_TASK_
Reproduce every one of the rows below, requests included. Multiply each x and y coordinate in the answers by 0.45 and round to the nearest whole number, rounding halves up, but leave the numbers in the requests and their sample lines unchanged and omit the pictures.

##### GIVEN ENTRIES

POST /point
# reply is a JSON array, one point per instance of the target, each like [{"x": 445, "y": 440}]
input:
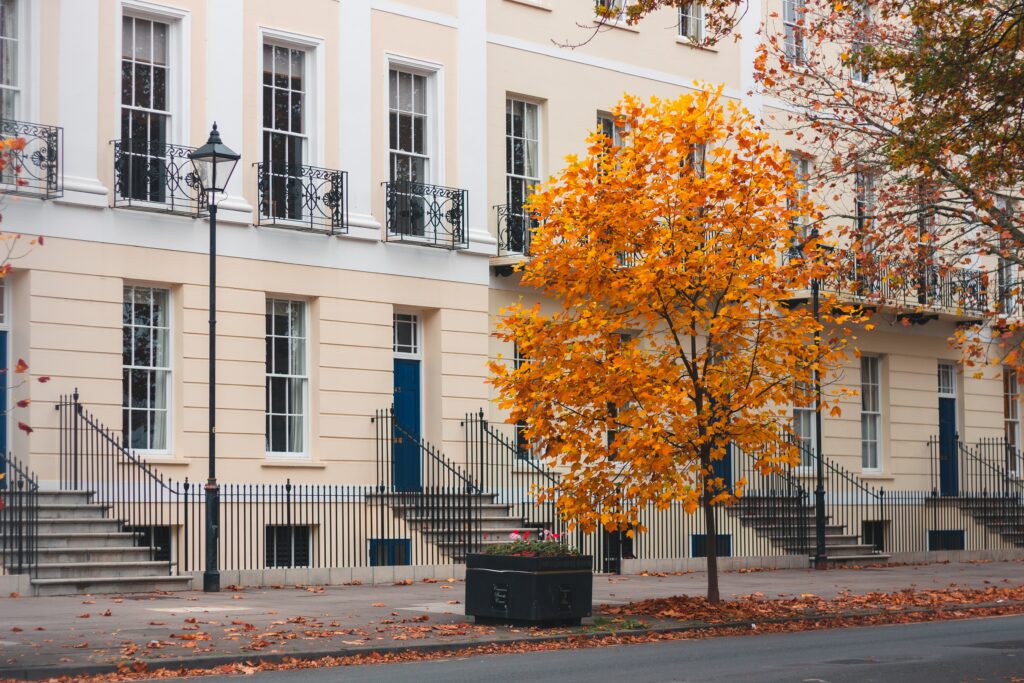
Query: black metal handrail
[
  {"x": 150, "y": 175},
  {"x": 988, "y": 467},
  {"x": 418, "y": 462},
  {"x": 36, "y": 168},
  {"x": 93, "y": 459},
  {"x": 500, "y": 468},
  {"x": 18, "y": 517},
  {"x": 515, "y": 227},
  {"x": 424, "y": 214},
  {"x": 299, "y": 197}
]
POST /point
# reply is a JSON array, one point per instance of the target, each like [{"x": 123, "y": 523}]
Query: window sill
[
  {"x": 297, "y": 464},
  {"x": 536, "y": 4},
  {"x": 162, "y": 460},
  {"x": 686, "y": 42}
]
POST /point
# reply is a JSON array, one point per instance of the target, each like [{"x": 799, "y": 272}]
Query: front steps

##########

_SOLVED EXERCISE_
POST /point
# reply is a JSON array, one point per instance of the target, each like [{"x": 445, "y": 440}]
input:
Query: black metal handrail
[
  {"x": 68, "y": 79},
  {"x": 445, "y": 210},
  {"x": 188, "y": 208},
  {"x": 16, "y": 76},
  {"x": 42, "y": 207},
  {"x": 225, "y": 211},
  {"x": 8, "y": 233},
  {"x": 232, "y": 102},
  {"x": 191, "y": 96},
  {"x": 135, "y": 89}
]
POST /point
# reply is a JSON array, one point per instance of the target, each like [{"x": 123, "y": 523}]
Query: window sill
[
  {"x": 134, "y": 209},
  {"x": 241, "y": 2},
  {"x": 73, "y": 207},
  {"x": 309, "y": 19}
]
POST /point
# reply is a JSON array, one point per instance of the target, each like [{"x": 799, "y": 272}]
Query: front steps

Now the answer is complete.